▸ EXERCISE: The data are to be restated in full, exactly as presented.

***

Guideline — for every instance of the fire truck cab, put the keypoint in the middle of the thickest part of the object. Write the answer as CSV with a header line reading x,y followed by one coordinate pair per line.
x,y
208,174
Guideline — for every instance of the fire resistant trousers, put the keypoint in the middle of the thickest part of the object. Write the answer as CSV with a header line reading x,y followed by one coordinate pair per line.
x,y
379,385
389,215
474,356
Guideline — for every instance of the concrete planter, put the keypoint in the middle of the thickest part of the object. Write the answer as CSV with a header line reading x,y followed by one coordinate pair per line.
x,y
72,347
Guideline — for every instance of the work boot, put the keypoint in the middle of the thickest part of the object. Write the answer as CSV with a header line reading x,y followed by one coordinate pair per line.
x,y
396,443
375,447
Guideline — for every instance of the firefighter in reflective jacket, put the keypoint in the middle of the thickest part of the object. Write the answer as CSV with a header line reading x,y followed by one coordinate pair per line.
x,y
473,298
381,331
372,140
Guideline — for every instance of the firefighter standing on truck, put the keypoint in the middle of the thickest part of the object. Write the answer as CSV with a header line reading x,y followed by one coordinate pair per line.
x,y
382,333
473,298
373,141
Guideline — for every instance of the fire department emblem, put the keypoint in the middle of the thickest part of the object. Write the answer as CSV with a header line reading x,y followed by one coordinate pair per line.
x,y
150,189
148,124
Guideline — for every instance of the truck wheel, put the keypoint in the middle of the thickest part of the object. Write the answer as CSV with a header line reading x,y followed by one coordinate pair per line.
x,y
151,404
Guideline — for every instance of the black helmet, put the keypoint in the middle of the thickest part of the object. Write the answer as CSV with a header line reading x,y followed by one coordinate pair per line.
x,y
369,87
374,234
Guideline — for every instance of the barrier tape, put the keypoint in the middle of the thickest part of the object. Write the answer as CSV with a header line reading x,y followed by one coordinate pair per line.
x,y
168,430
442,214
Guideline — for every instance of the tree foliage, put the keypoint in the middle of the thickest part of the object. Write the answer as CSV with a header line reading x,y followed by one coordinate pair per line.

***

▸ EXERCISE RESULT:
Guideline — for every instance of the fire truck cab, put the keypoint in the middle of the thickest part of the object. Write the answer as CSV with a header line reading x,y followed by one coordinate pair per line.
x,y
208,174
Guideline — for every instance of the fire resistant trousers, put the keypoint in the middle of the thickest part of the object. Write the answer as CSV with a header line reading x,y followed by one coordinate pair per line.
x,y
379,385
389,215
474,356
Guideline — for every instance of the concrete planter, put the keypoint in the middle of the thickest part of the object. Write the answer as CSV with a header line reading x,y followed by one coordinate pair per line.
x,y
72,347
Guideline — for every instance of the work boot, put the keypoint in the middle of the thickest part of the object. Write the answer as CSV with a header line reading x,y followed by one coordinate pair per line.
x,y
396,443
375,447
Guideline — for every instance of the firefighter in reflective jacket, put the keypoint in the middle of the thickest part of the object. Write the answer as CSV with a header line reading x,y followed by one coordinate pair per line.
x,y
473,298
381,331
372,140
Guideline — for every instance of the firefighter standing on truck, put the keypoint in the middle of the thickest part of the object. Write the answer as CSV with a header line reading x,y followed by one coordinate pair per line.
x,y
382,333
473,298
373,141
Guideline — for every instance of the fire department emblem, put the keypoint in the middle of the thickest part of the object. Write the answer as CSV with a header line reading x,y followed by one coordinate pair per line.
x,y
150,189
148,124
Guideline — for every instance of the truck wheel, put the keypoint in the middle of the thickest part of the object. Write the answer as CSV with a header line reading x,y followed by one coordinate pair per line.
x,y
151,404
Guideline — for every instance of the black helmet, put the keypoint in the middle of the thickest part of the object. Write the answer as CSV with a header line reading x,y followed by one coordinate pair per line.
x,y
369,87
374,234
Guideline — for every instance of the barrier tape, put the keypoint in the middle of the thickest part of the object. Write the answer as CSV with a header line reading x,y followed by one coordinate pair per line.
x,y
168,430
442,214
Guideline — for every instance of the tree foliage, put the keypoint in the middle of the thickest part of the object. Write the answer as CSV with a header line reading x,y followed by one coordinate pair per line.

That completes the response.